Where the word "tablet" shows up in the entries below, please copy the whole line.

Referring expression pointing data

-*-

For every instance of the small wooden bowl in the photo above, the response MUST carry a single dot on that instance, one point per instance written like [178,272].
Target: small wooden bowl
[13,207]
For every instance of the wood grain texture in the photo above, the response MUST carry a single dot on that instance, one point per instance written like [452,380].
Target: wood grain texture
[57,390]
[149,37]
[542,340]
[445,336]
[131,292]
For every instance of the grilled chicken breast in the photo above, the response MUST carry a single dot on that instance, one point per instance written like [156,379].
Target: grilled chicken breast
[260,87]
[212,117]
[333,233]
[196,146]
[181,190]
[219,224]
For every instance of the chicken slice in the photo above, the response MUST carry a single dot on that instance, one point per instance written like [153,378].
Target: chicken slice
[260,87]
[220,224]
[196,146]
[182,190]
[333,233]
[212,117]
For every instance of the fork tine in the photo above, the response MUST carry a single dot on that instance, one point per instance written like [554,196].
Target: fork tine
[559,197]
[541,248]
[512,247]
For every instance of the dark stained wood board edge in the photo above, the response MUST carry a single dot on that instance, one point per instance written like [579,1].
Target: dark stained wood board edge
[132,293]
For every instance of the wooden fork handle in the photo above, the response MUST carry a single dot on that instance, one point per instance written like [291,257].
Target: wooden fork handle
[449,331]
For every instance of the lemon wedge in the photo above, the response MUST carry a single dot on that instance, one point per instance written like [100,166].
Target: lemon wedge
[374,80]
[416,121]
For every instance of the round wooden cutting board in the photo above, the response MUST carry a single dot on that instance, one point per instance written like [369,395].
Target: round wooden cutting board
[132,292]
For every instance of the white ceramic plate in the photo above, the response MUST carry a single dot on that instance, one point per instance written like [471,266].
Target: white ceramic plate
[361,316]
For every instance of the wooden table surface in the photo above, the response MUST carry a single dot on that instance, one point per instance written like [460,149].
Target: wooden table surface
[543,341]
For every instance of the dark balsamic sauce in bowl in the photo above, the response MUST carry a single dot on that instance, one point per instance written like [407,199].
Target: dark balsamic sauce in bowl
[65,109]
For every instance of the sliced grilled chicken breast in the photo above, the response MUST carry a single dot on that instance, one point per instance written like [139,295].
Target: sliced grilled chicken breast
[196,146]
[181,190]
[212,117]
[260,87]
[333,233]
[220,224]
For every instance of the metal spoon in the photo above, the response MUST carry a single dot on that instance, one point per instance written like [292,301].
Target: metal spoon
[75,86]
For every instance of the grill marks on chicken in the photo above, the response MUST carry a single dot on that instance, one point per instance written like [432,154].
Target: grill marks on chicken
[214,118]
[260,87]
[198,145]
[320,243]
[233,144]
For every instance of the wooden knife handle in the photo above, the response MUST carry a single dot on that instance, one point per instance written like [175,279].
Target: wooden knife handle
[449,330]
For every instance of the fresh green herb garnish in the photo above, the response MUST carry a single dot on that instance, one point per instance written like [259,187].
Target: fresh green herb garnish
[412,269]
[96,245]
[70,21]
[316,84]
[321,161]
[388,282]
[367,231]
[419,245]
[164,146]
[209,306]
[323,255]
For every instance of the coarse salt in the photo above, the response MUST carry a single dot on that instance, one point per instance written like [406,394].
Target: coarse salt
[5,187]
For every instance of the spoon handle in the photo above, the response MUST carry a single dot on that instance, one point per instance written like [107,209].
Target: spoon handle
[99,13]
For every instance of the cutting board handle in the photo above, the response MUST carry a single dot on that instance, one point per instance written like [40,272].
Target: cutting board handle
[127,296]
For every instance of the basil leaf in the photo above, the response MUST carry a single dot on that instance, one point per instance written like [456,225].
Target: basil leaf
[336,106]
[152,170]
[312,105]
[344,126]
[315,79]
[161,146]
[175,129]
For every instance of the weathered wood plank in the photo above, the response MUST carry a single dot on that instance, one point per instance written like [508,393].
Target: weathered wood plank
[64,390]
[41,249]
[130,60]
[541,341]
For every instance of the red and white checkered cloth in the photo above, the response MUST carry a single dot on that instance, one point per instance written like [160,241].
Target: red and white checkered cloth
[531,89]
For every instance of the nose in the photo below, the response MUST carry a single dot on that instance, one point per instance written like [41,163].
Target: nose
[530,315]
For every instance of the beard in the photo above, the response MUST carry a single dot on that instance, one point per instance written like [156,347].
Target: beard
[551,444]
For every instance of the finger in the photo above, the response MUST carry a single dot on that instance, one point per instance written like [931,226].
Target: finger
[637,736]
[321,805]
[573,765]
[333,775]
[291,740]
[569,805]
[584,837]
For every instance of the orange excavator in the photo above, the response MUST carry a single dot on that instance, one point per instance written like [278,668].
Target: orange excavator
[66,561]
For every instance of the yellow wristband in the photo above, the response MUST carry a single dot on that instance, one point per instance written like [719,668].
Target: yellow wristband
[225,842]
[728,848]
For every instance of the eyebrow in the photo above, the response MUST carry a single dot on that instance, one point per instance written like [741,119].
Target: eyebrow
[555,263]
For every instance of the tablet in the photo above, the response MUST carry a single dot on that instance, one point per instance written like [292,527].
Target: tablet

-*-

• **Solution to this exercise**:
For every instance of the tablet in the photo above, the response MUST carry a single dot on that instance, one point per instance written like [292,527].
Target: tablet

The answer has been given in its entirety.